=== Records for the exercise ===
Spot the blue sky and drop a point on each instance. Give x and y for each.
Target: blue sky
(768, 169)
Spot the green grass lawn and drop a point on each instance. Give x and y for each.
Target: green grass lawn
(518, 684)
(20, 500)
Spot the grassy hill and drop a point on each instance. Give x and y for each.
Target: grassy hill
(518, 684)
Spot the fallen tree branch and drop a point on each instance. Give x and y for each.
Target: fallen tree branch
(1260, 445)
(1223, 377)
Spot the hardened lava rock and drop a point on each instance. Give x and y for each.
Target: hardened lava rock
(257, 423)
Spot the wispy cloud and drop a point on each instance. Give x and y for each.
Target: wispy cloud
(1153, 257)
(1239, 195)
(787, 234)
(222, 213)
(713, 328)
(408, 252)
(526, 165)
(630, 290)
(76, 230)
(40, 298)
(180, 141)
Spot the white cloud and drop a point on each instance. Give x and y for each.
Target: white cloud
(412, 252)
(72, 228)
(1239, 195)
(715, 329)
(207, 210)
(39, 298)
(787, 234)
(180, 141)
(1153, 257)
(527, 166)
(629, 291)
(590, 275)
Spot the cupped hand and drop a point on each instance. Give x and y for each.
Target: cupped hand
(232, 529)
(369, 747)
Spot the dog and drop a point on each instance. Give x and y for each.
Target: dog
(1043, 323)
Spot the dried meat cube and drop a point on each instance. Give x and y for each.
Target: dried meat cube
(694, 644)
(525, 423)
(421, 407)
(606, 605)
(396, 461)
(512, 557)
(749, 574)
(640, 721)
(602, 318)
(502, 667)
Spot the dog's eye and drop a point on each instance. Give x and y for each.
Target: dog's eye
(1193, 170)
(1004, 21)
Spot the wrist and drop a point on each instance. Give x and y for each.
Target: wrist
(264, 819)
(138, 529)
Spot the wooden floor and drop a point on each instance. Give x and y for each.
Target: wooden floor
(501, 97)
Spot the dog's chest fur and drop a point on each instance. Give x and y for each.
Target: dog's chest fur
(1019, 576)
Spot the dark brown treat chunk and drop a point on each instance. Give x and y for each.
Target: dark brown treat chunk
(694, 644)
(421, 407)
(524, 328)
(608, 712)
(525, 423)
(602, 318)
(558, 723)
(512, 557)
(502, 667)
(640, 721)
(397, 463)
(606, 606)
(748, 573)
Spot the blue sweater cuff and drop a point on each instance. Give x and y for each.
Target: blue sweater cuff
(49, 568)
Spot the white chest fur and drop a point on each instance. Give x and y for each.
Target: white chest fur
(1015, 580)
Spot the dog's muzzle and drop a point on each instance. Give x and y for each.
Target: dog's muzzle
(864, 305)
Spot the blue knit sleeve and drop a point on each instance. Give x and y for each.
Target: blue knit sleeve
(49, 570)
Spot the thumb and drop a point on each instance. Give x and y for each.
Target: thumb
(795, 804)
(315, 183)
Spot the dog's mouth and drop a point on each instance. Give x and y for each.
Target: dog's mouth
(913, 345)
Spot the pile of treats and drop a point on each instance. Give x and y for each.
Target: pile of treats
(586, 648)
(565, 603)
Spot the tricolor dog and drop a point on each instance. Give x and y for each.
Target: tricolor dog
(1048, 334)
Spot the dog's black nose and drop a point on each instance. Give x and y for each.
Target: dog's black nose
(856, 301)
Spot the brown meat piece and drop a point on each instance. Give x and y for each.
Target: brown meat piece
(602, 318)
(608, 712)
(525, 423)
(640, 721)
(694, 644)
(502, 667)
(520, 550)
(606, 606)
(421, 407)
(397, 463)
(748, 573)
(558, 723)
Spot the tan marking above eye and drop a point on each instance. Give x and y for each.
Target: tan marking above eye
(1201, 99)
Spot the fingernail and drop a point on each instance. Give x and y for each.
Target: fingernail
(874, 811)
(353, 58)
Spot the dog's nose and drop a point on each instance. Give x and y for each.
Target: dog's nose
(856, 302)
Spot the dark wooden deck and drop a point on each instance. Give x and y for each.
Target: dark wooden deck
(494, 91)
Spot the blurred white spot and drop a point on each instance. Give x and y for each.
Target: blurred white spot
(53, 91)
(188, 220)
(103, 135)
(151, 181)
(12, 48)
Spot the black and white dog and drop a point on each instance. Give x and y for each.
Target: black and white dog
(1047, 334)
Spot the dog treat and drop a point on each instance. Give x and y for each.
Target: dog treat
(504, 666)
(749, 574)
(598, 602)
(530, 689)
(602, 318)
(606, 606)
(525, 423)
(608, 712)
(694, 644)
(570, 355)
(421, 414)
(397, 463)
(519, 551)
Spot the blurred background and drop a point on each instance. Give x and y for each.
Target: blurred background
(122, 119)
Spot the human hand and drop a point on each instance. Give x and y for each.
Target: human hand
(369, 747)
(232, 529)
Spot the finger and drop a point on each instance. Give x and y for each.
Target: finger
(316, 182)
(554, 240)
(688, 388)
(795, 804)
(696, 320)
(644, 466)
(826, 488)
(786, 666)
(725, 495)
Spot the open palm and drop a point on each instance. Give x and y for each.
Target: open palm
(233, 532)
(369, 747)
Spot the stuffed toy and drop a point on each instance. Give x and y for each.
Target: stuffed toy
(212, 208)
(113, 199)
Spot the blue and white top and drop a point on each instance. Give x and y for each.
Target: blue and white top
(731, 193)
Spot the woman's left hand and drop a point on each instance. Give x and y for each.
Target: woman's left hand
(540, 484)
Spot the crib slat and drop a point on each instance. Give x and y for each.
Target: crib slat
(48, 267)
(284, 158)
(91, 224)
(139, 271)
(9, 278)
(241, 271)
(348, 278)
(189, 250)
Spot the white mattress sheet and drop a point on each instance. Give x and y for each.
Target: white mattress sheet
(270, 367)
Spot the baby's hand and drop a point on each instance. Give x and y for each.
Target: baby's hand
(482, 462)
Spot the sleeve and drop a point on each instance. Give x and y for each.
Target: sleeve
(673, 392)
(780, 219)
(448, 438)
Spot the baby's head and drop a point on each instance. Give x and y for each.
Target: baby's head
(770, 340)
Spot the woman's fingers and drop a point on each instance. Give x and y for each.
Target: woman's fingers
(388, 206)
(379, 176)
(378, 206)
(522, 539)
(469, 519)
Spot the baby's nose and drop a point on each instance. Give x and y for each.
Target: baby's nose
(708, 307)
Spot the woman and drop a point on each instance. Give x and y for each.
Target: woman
===
What the exercise asks -
Each line from the first line of the listing through the line containing "Spot the wispy" must be set down exactly; no other line belongs in the answer.

Exercise solution -
Spot the blue sky and drop a point on each instance. Give x and y for each.
Target: blue sky
(768, 169)
Spot the green grass lawn and drop a point on each instance. Give x and y for each.
Target: green grass lawn
(518, 684)
(20, 500)
Spot the grassy hill and drop a point on each instance. Give x and y for each.
Target: grassy hill
(518, 684)
Spot the fallen tree branch and drop a point on each instance. Give x and y for each.
Target: fallen tree branch
(1260, 445)
(1223, 377)
Spot the hardened lava rock and drop a point on each instance. Give x and y for each.
Target: hardened lava rock
(257, 423)
Spot the wispy cloud and drop a point on each instance. Give x and y for each.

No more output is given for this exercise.